[Point-based annotation data]
——
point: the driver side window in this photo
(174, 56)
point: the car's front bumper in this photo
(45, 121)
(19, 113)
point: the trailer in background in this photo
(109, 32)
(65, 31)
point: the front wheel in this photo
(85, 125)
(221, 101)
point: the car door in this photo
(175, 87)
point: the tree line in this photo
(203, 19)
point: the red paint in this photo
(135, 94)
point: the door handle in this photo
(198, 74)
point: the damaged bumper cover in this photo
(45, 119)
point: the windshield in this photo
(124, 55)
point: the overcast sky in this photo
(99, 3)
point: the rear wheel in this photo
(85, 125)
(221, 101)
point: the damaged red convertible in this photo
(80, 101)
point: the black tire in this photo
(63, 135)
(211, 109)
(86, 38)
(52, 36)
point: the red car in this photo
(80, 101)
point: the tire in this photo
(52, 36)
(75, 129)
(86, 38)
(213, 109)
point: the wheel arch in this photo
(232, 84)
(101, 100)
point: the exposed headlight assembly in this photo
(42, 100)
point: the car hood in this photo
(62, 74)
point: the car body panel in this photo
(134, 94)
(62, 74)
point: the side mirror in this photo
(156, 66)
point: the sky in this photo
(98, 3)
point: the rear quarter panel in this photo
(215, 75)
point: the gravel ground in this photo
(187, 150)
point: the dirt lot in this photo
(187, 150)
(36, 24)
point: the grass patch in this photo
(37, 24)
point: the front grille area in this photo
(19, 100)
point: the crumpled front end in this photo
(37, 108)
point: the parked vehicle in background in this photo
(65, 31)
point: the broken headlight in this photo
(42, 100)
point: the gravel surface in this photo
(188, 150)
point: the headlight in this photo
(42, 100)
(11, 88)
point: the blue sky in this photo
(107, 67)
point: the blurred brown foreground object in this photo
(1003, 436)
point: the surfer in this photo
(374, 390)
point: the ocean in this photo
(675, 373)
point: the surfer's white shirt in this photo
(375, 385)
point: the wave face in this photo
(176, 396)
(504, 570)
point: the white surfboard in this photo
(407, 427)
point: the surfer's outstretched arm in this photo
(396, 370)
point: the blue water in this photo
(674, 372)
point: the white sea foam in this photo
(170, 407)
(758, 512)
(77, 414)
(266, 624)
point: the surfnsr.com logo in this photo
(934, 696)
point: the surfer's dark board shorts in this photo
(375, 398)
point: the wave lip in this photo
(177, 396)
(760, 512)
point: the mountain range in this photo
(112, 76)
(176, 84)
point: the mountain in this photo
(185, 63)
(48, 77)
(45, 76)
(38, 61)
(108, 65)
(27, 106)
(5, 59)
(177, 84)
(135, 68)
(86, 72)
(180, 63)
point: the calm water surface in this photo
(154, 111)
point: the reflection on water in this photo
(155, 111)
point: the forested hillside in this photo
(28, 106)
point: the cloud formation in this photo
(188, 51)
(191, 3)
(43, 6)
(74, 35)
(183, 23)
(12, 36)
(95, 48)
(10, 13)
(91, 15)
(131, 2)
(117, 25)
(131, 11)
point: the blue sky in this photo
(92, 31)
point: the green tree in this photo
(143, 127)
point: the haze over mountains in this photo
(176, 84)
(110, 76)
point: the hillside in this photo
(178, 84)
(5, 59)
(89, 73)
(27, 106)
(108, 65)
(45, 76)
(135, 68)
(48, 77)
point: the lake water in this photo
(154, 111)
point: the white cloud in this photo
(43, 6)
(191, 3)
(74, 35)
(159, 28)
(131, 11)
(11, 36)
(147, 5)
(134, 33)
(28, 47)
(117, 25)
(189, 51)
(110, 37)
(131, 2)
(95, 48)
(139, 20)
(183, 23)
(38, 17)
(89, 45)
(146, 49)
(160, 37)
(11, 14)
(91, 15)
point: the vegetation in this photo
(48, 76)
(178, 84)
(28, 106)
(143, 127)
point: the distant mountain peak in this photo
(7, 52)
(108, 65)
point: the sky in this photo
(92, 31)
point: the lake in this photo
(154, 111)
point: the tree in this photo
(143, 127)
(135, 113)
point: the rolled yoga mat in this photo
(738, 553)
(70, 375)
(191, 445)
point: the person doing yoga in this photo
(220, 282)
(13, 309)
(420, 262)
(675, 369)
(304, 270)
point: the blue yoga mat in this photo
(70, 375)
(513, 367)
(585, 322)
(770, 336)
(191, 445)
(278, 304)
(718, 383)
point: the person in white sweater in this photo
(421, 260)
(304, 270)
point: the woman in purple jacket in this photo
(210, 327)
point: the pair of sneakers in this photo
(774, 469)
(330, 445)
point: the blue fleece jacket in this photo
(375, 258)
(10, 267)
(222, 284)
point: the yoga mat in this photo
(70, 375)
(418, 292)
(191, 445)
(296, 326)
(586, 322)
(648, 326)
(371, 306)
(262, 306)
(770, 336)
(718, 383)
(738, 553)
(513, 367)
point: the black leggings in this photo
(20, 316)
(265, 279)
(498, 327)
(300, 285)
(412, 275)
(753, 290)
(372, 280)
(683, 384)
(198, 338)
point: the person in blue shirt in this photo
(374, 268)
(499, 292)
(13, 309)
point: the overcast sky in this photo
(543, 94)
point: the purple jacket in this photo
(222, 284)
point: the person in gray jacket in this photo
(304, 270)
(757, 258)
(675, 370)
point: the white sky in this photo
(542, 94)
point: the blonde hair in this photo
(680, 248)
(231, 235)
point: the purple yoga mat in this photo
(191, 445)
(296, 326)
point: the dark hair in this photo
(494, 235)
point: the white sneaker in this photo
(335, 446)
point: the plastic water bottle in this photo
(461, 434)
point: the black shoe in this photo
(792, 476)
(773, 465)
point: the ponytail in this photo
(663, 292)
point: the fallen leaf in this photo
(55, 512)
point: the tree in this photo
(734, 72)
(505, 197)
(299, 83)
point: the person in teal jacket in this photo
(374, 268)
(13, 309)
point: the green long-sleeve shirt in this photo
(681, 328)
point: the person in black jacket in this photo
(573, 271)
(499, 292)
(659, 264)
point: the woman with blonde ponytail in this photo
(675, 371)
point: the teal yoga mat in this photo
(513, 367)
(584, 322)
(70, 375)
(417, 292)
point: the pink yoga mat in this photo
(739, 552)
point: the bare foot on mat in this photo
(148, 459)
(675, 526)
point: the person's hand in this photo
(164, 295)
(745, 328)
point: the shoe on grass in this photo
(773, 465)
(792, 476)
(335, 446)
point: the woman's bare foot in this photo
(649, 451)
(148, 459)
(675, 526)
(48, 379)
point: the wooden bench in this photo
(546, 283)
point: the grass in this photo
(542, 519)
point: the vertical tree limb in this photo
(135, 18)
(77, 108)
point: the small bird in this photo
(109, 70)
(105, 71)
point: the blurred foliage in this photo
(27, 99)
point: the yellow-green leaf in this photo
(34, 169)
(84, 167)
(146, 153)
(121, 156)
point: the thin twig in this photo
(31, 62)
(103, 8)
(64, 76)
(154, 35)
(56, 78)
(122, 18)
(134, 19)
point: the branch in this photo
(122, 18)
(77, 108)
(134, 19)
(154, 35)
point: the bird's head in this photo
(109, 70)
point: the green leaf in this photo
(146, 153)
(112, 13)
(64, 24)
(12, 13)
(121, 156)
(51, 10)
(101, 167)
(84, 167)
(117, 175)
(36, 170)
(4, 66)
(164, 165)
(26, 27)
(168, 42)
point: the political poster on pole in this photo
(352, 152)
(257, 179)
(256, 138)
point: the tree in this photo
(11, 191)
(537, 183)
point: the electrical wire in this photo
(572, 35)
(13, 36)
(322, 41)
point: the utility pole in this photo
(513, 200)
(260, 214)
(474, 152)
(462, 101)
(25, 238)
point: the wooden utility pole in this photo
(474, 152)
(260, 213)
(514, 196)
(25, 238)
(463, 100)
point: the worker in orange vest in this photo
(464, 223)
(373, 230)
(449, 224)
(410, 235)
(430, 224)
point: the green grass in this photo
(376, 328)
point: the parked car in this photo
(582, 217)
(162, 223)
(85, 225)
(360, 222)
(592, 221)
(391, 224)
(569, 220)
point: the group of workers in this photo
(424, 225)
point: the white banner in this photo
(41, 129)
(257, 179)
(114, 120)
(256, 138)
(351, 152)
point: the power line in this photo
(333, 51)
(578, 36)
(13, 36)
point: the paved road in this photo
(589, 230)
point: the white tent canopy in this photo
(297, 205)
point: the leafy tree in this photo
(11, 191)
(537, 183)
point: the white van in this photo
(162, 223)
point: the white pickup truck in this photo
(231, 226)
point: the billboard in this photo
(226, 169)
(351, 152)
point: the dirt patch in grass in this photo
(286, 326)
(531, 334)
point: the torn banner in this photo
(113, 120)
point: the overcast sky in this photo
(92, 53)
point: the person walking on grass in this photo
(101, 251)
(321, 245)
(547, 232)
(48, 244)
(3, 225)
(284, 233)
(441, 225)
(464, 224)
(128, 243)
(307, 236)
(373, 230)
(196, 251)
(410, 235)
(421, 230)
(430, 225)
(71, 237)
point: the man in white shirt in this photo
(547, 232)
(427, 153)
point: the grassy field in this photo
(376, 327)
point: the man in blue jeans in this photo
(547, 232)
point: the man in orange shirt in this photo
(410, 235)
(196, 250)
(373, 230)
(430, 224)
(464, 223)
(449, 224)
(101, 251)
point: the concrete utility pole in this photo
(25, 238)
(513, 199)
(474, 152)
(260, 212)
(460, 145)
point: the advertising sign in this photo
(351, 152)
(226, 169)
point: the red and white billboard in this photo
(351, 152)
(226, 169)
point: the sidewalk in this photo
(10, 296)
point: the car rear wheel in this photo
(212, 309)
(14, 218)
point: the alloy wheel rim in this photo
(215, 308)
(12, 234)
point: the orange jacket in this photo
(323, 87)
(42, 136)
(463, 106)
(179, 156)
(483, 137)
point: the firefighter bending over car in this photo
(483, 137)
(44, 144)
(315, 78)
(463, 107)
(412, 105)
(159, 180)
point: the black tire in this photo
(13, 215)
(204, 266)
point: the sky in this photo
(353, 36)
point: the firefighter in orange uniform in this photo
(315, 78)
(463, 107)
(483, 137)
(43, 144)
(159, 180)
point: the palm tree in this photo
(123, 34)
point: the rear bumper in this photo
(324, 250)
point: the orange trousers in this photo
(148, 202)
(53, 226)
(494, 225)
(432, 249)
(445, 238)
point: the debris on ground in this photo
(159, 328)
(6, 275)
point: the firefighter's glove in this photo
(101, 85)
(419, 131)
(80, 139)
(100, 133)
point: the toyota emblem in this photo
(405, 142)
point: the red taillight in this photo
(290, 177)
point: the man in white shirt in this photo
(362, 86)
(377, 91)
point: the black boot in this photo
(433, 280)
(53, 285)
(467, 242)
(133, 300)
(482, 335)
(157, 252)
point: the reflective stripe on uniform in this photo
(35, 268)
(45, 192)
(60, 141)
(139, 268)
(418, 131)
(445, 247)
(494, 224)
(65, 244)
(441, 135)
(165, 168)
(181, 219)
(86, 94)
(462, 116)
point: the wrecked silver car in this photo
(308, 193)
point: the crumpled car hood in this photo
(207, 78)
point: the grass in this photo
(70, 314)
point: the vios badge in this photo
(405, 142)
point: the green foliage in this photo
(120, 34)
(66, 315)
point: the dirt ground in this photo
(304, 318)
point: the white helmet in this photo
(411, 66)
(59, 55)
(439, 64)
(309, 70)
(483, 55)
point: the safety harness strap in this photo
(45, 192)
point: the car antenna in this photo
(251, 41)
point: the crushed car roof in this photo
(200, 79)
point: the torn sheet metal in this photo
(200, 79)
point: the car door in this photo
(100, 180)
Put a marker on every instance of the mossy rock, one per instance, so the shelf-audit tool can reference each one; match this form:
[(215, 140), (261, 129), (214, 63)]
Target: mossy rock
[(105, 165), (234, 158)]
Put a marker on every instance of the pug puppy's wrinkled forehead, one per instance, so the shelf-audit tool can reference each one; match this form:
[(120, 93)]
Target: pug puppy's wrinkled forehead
——
> _What is required_
Using the material above, reproduce exactly the line that contains "point: the white helmet in this photo" and all lines after it through the last one, and only those.

> _Written solution_
point: the white helmet in this photo
(411, 66)
(59, 55)
(439, 64)
(309, 70)
(483, 55)
point: the safety harness strap in this photo
(45, 192)
point: the car antenna in this photo
(251, 41)
point: the crushed car roof in this photo
(200, 79)
point: the torn sheet metal in this photo
(200, 79)
point: the car door in this photo
(100, 180)
Put a marker on every instance of the mossy rock, one per instance, so the shelf-audit tool can reference each one; match this form:
[(215, 140), (261, 129), (214, 63)]
Target: mossy rock
[(105, 165), (234, 158)]
Put a marker on every instance of the pug puppy's wrinkled forehead, one per instance, so the shelf-audit tool can reference each one; match this form:
[(120, 93)]
Target: pug puppy's wrinkled forehead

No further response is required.